- _Brief_:
Quote all of the entries word for word.

- _Dataset records_:
────────

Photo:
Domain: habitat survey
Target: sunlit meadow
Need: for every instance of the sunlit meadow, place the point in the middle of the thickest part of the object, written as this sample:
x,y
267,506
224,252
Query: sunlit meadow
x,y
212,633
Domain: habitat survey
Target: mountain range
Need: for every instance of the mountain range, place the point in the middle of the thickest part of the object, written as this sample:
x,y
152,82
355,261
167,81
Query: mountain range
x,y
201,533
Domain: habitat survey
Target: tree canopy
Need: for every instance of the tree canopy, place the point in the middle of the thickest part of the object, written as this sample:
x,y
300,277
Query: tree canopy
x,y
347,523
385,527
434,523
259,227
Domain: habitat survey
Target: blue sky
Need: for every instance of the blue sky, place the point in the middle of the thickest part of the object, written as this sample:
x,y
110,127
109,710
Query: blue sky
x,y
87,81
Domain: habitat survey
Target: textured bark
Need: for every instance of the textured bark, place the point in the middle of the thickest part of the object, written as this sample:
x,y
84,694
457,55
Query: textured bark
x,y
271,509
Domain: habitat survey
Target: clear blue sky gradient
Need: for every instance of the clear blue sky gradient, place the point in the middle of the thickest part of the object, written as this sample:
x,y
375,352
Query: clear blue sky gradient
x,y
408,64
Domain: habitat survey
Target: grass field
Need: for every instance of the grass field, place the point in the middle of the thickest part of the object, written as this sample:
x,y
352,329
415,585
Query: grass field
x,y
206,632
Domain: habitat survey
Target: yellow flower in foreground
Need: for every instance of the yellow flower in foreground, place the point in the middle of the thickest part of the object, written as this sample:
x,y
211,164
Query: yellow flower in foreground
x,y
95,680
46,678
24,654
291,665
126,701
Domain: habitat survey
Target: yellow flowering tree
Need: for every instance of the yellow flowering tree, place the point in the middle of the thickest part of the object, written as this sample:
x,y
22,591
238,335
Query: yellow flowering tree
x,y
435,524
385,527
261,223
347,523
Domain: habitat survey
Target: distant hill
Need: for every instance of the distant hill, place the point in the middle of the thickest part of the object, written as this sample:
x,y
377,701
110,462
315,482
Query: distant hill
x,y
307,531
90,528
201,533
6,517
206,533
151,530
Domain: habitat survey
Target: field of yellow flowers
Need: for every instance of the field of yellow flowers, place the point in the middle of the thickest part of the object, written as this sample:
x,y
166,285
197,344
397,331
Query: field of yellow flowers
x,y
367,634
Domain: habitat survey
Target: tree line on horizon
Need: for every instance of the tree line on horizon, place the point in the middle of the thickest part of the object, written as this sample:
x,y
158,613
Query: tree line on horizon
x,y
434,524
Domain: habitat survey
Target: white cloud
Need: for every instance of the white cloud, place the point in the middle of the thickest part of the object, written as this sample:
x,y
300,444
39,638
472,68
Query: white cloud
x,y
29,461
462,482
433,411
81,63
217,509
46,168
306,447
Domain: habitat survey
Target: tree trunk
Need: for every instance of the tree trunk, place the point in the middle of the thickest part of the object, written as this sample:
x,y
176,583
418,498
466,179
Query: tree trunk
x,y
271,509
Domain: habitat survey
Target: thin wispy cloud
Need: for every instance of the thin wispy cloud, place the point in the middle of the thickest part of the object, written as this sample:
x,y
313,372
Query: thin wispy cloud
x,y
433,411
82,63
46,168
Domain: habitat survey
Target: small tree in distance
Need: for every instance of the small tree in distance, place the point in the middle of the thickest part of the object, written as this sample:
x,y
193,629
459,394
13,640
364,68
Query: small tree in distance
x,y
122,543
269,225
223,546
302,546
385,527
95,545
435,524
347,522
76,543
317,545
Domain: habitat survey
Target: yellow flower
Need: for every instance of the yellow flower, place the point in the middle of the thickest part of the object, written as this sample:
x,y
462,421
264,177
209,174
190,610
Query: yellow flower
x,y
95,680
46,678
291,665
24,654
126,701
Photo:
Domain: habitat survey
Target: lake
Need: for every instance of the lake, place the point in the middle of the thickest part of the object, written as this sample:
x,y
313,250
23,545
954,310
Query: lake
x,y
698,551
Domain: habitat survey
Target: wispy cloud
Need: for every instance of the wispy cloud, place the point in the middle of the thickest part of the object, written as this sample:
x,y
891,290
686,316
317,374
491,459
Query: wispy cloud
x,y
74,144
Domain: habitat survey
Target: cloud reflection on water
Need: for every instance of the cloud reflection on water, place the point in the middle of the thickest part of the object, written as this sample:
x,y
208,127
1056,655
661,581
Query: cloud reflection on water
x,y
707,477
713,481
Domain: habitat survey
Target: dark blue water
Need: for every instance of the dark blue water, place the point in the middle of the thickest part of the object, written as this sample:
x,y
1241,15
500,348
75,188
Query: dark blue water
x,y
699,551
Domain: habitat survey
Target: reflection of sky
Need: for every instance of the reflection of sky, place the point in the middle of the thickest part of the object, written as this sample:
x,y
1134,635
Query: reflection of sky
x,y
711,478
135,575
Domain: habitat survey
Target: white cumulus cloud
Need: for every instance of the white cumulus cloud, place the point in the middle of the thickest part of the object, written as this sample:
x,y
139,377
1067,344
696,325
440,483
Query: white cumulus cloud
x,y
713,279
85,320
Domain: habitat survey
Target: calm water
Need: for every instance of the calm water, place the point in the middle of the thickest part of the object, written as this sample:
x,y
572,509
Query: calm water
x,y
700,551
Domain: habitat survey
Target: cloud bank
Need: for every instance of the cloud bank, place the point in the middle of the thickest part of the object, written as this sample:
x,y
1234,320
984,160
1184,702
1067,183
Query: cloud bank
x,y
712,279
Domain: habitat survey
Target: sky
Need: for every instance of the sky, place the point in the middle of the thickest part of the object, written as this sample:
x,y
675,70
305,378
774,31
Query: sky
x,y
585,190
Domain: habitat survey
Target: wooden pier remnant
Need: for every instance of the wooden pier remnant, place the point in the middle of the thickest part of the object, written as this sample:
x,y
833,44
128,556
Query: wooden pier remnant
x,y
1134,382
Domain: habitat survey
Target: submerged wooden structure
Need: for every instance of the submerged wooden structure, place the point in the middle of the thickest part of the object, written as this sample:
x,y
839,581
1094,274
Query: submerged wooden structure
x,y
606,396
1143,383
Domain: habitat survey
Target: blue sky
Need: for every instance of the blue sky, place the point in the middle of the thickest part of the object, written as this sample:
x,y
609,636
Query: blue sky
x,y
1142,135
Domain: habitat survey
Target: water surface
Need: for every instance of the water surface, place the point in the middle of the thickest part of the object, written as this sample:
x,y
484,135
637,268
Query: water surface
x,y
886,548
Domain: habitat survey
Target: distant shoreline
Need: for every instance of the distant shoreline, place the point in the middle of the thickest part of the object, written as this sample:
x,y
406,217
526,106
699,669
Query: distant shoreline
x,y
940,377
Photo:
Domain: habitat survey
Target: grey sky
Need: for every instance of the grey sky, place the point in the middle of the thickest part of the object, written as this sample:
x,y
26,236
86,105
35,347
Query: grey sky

────────

- _The solution_:
Photo:
Domain: habitat survey
Target: sunlit meadow
Need: for every instance of the sunlit meadow, place the point in the middle of the thickest part of the object, written as this sample:
x,y
267,506
224,252
Query: sunlit meadow
x,y
212,633
Domain: habitat survey
Target: mountain range
Need: for every instance of the mountain range, place the point in the middle of the thickest part of the object, written as this sample:
x,y
152,82
355,261
167,81
Query: mountain range
x,y
201,533
Domain: habitat survey
Target: tree canopy
Need: for every instance of the tree canopy, place the point in the middle of the thickest part of the object, written as this sample:
x,y
300,277
Query: tree canopy
x,y
347,523
385,527
434,523
259,227
Domain: habitat survey
Target: blue sky
Need: for every instance of the blue sky, place the point in the middle of the thickest part of the object, written as this sample:
x,y
110,127
109,710
Query: blue sky
x,y
87,81
Domain: habitat survey
Target: textured bark
Need: for every instance of the textured bark, place the point in the middle of the thickest part of the object, written as this sample:
x,y
84,694
457,55
Query: textured bark
x,y
271,509
Domain: habitat survey
Target: clear blue sky gradient
Need: for every instance of the clear blue sky gradient, place the point in the middle of the thickest part of the object, written as this sample:
x,y
375,352
Query: clear blue sky gradient
x,y
408,64
Domain: habitat survey
Target: grass field
Need: for every instance of the grass field, place the point in the middle of the thickest part of the object, written as this sample:
x,y
352,329
415,585
Query: grass field
x,y
206,632
Domain: habitat survey
Target: yellow flower in foreground
Need: for every instance of the yellow flower in foreground, place the point in the middle of the thickest part of the object, written as this sample:
x,y
211,164
Query: yellow flower in foreground
x,y
95,680
46,678
24,654
291,665
126,701
Domain: habitat survey
Target: yellow flowering tree
Need: for every instance of the yellow flowering tree, place the point in the middle of the thickest part of the object, written as this sample:
x,y
22,591
238,335
Query: yellow flowering tree
x,y
435,524
385,527
261,223
347,523
Domain: habitat survey
Target: distant hill
Need: for every instance of the distant hill, place the point in the middle of the thickest part of the object, written as this sample:
x,y
377,701
110,462
315,482
Query: distant hill
x,y
307,531
90,528
201,533
6,517
206,533
151,530
Domain: habitat survey
Target: field of yellow flowers
Need: for every instance of the field of yellow flowers, place the point in the middle of the thickest part of the object, written as this sample:
x,y
166,285
197,344
397,331
Query: field of yellow flowers
x,y
367,634
Domain: habitat survey
Target: tree line on horizon
Need: for every instance of the tree line on horizon, place the point in the middle of the thickest part of the object, written as this sample:
x,y
158,613
Query: tree line on horizon
x,y
434,524
Domain: habitat survey
Target: white cloud
Need: for every instance of the white cloud, place the point in the middle of the thickest part of the object, written as this sample:
x,y
300,444
39,638
472,68
Query: white cloud
x,y
29,461
462,482
433,411
81,63
217,509
46,168
306,447
Domain: habitat survey
Target: tree trunk
Need: for every instance of the tree trunk, place the point in the middle of the thickest part of the object, written as this sample:
x,y
176,583
418,498
466,179
Query: tree trunk
x,y
271,509
Domain: habitat survey
Target: thin wispy cloud
Need: for every instance of the thin wispy cloud, place the point in the middle of the thickest part of the object, written as this sample:
x,y
313,372
Query: thin wispy cloud
x,y
433,411
82,63
46,168
Domain: habitat survey
Target: small tree in distance
Need: for every instance of the small tree in distance, place the point in the middle of the thickest part of the object, written as this sample:
x,y
193,629
459,394
13,640
364,68
Query: small tree in distance
x,y
122,543
269,225
223,546
302,546
385,527
95,545
435,524
347,522
76,543
317,545
Domain: habitat survey
Target: yellow flower
Need: for every instance of the yellow flower, place the point in the middle of the thickest part of the object, written as this sample:
x,y
462,421
264,177
209,174
190,610
Query: yellow flower
x,y
95,680
46,678
291,665
24,654
126,701
Photo:
Domain: habitat survey
Target: lake
Need: for every instance of the lake, place the point in the middle of the thickest part of the object, written as this sample:
x,y
313,250
23,545
954,310
Query: lake
x,y
698,551
Domain: habitat survey
Target: wispy cloud
Need: for every instance of the wispy cloud, place the point in the middle of the thickest part of the object, written as this sample:
x,y
891,290
686,316
317,374
491,459
Query: wispy cloud
x,y
74,144
Domain: habitat survey
Target: cloud reflection on water
Need: for every instance of the cloud reflection on water, place the point in the middle of the thickest part of the object, written as this sample:
x,y
208,127
1056,655
661,581
Query: cloud reflection on water
x,y
707,477
713,481
Domain: habitat survey
Target: dark blue water
Need: for every instance of the dark blue water, place the point in the middle of the thickest part of the object, written as this sample:
x,y
1241,15
500,348
75,188
Query: dark blue water
x,y
699,551
Domain: habitat survey
Target: reflection of sky
Need: for every instance of the reflection of sky, place the point in the middle of the thickest part of the object, written as this sample:
x,y
1134,635
Query: reflection of sky
x,y
711,478
135,575
Domain: habitat survey
Target: white cumulus cloud
Need: for every instance of the white cumulus cloud, place the point in the middle of the thickest part of the object, written as this sample:
x,y
139,377
1067,344
696,325
440,483
Query: white cumulus cloud
x,y
713,279
85,320
Domain: habitat survey
Target: calm water
Need: for every instance of the calm water, place the point in the middle of the thickest part of the object, written as this sample:
x,y
572,509
Query: calm water
x,y
700,551
Domain: habitat survey
Target: cloud bank
Need: for every instance of the cloud bank, place the point in the middle of the thickest part of the object, written as this sample:
x,y
1234,320
984,160
1184,702
1067,183
Query: cloud bank
x,y
712,279
Domain: habitat survey
Target: sky
Need: for every instance of the sky, place the point in the middle of the thickest part of the object, written as this sample:
x,y
675,70
305,378
774,31
Query: sky
x,y
585,190
Domain: habitat survey
Target: wooden pier remnant
Need: for every instance of the wooden pier remnant, place the point in the middle of the thickest part of the object, written as this sample:
x,y
833,44
128,556
Query: wooden pier remnant
x,y
1134,382
Domain: habitat survey
Target: submerged wooden structure
Need: for every instance of the submerged wooden structure, place the point in the middle of the thickest part of the object, written as this sample:
x,y
839,581
1094,274
Query: submerged wooden structure
x,y
606,396
1143,383
Domain: habitat survey
Target: blue sky
Need: for every instance of the blue sky, place the point in the middle of the thickest part of the object, written as this sample:
x,y
609,636
Query: blue sky
x,y
1142,135
Domain: habitat survey
Target: water surface
Need: for every instance of the water surface, place the point in the middle of the thickest part of the object, written as this sample:
x,y
484,135
637,268
Query: water surface
x,y
886,548
Domain: habitat survey
Target: distant shoreline
Need: for every instance of the distant shoreline, place the point in the middle of the thickest part of the object, written as this sample:
x,y
406,217
526,106
699,669
Query: distant shoreline
x,y
940,377
Photo:
Domain: habitat survey
Target: grey sky
Need: for every instance of the grey sky, place the point in the middle of the thickest part of the object, written as this sample:
x,y
26,236
86,105
35,347
Query: grey sky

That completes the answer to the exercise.